Exercise goal —
Recast every one of the rows below as a two-column CSV with the headers instruction and points. Give each row one line, with its instruction in the first field and all of its points in the second, each field in double quotes and any line breaks replaced by spaces.

-- Start Data supplied --

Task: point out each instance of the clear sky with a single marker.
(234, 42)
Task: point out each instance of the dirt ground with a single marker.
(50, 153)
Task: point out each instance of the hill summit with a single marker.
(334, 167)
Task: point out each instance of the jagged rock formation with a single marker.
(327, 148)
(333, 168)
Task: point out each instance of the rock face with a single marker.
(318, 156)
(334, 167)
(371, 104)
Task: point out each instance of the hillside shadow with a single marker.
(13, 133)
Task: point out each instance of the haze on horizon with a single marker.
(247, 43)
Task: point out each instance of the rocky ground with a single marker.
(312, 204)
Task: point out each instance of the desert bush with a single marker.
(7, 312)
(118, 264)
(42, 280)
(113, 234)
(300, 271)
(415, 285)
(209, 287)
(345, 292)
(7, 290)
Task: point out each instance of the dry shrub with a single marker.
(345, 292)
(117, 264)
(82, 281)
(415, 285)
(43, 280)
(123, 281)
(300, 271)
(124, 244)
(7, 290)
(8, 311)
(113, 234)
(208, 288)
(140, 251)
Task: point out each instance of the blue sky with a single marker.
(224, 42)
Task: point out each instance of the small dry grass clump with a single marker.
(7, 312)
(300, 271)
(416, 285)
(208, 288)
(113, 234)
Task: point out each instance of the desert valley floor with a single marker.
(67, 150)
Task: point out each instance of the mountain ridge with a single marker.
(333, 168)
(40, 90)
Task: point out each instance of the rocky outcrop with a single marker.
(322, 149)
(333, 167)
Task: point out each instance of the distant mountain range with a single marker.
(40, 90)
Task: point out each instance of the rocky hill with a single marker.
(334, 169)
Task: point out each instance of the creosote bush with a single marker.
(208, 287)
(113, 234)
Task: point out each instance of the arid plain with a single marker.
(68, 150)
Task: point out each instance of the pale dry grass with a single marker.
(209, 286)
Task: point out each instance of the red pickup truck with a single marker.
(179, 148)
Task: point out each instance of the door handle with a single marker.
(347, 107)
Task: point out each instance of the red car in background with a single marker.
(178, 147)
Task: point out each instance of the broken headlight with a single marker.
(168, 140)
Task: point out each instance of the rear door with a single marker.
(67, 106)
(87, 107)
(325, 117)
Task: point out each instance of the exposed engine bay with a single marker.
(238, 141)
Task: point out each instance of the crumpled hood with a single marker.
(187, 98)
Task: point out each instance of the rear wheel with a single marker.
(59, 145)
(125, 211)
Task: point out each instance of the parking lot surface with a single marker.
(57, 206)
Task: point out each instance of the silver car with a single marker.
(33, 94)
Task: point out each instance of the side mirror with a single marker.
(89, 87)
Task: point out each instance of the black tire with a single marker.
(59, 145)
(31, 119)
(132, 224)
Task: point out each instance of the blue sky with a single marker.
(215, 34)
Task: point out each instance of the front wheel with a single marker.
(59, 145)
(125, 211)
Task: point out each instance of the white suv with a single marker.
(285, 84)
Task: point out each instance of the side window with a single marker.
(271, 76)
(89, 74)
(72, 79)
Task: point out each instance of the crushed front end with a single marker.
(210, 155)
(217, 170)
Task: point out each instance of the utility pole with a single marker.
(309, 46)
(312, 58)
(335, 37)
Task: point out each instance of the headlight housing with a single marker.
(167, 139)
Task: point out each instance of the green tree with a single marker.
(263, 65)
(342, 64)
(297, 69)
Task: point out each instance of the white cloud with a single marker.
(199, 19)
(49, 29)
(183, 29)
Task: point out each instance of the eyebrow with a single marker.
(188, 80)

-- End Data supplied --

Response below —
instruction,points
"Task: point out each instance of the clear sky with a single marker.","(234, 42)"
"Task: point out each instance of the dirt ground with a single marker.","(50, 153)"
"Task: point out each instance of the hill summit with a single marker.","(334, 167)"
"Task: point out each instance of the jagged rock formation with a single marker.","(327, 148) (333, 168)"
"Task: point out each instance of the rock face with a single marker.","(318, 156) (334, 167) (371, 104)"
"Task: point out each instance of the hillside shadow with a single marker.","(13, 133)"
"Task: point out each instance of the haze on horizon with a single marker.","(247, 43)"
"Task: point out each instance of the rocky ground with a single marker.","(312, 204)"
"Task: point out each instance of the desert bush with a single marker.","(7, 312) (118, 264) (42, 280) (113, 234) (300, 271) (415, 285) (209, 287) (345, 292) (7, 290)"
"Task: point out each instance of the dry shrub with a single marker.","(345, 292) (117, 264) (82, 281) (415, 285) (43, 280) (123, 281) (300, 271) (124, 244) (7, 290) (8, 311) (113, 234) (208, 288) (140, 251)"
"Task: point out each instance of the blue sky with a single marker.","(224, 42)"
"Task: point out each instance of the small dry grass clump with a single marker.","(7, 312) (300, 271) (416, 285) (208, 288) (113, 234)"
"Task: point out each instance of the desert valley floor with a single marker.","(67, 150)"
"Task: point out each instance of the mountain ridge with a single marker.","(333, 168) (40, 90)"
"Task: point out each instance of the rocky outcrop with a single marker.","(322, 149) (333, 167)"
"Task: point out each instance of the distant mountain range with a single marker.","(40, 90)"
"Task: point out each instance of the rocky hill with a single marker.","(334, 169)"
"Task: point out each instance of the creosote bush with a single marker.","(208, 287) (113, 234)"
"Task: point out each instance of the arid plain with a single marker.","(68, 150)"
"Task: point out each instance of the pale dry grass with a single marker.","(209, 286)"
"Task: point out each instance of the red pickup truck with a single marker.","(179, 148)"
"Task: point out each instance of the door handle with a single marker.","(347, 107)"
"Task: point out each instance of the red car in background with a single marker.","(178, 147)"
"Task: point out each instance of the broken headlight with a single marker.","(168, 140)"
"Task: point out each instance of the rear door with a single marker.","(67, 106) (87, 107) (325, 117)"
"Task: point out each instance of the exposed engine bay with a single marker.","(238, 141)"
"Task: point out each instance of the crumpled hood with a single marker.","(187, 98)"
"Task: point out each instance of the rear wheel with a single marker.","(59, 145) (125, 211)"
"Task: point out each instance of the parking lot surface with a single marker.","(57, 206)"
"Task: point out each instance of the silver car with a single marker.","(33, 94)"
"Task: point out each instance of the side mirror with a single marker.","(89, 87)"
"Task: point out each instance of the black tire with a single marker.","(59, 145) (31, 119) (132, 224)"
"Task: point out each instance of the blue sky with a single marker.","(215, 34)"
"Task: point out each instance of the front wheel with a single marker.","(59, 145) (125, 211)"
"Task: point out each instance of the white suv with a single marker.","(285, 84)"
"Task: point out each instance of the side window with a single marker.","(271, 76) (89, 74) (72, 79)"
"Task: point out each instance of the crushed front end with a single marker.","(210, 155) (217, 170)"
"Task: point out each instance of the utility pole with a single marker.","(309, 46) (312, 58) (335, 37)"
"Task: point out each instance of the headlight housing with a single marker.","(167, 139)"
"Task: point out each instance of the green tree with a single marker.","(263, 65) (342, 64) (297, 69)"
"Task: point out each instance of the white cloud with a single marker.","(199, 19) (49, 29) (183, 29)"
"Task: point out each instance of the eyebrow with a single marker.","(188, 80)"